TEXTO DE ESTUDIO:
Quizás ésta sea la razón por la que él siempre inventaba historias y me hacía tragar quina.
Elisabeth, mi hija, me contó, más tarde, que un día en que ella estaba en casa, J. P., el amigo que murió en su casa, le gritó: «¡Corre, corre, haz café!» Francis parecía muerto, ya no respiraba, ya no se movía. J. P. le hizo beber el café, le obligó a andar y Francis salió de ésa.
Elisabeth se quedó totalmente horrorizada, pero no me contó nada.
Es cierto que salgo de casa a las siete de la mañana y no vuelvo hasta las siete de la tarde, lo que les deja muchas horas para hacer lo que quieren.
Francis vivía con Chantal. Un día ella me llamó por leléfono: «Venga de prisa, le falta la droga, ya no sé que hacer».
Me dirigí allí con mi cuñado.
Estaba como loco, realmente como loco. Se sentía lan desesperado que se había pinchado con agua. Así. También era la primera vez que había levantado la mano contra Chantal. Era espantoso lo que decía.
Yo no quería llamar a la policía, me daba miedo ponerlo en sus manos. Finalmente, encontramos un médico que, no sé cómo, lo calmó.

TAREA:
Según el texto de estudio, ¿con quién vivía Francis?

DATOS LISTADOS:

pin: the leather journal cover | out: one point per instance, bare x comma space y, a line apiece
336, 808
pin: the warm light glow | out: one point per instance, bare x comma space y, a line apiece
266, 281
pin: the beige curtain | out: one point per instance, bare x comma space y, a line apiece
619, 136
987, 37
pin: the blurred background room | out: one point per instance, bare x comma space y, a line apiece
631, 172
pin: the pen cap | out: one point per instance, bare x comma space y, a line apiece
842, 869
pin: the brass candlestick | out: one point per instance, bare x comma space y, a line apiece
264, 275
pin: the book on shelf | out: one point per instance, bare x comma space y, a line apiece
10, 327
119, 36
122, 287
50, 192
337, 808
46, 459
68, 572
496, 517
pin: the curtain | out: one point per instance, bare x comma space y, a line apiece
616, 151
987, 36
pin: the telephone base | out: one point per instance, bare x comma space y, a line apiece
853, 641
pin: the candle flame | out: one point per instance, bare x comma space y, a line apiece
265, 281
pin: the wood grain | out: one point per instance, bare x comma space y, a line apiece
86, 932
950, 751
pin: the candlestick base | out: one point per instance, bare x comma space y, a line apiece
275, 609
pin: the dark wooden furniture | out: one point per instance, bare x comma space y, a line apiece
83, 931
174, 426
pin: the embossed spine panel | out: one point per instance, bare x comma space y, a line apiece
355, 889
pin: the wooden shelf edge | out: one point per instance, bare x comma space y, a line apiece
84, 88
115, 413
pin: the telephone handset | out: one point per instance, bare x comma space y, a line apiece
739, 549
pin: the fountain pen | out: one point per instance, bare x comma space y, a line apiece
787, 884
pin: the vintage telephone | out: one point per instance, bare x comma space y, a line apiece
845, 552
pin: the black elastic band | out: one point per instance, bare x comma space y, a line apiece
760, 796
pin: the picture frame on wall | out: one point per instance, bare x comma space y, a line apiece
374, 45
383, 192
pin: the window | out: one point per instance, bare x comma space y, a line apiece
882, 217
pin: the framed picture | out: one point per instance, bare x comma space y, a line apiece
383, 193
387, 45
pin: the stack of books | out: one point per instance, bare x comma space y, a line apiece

RESPUESTA:
Francis vivía con Chantal.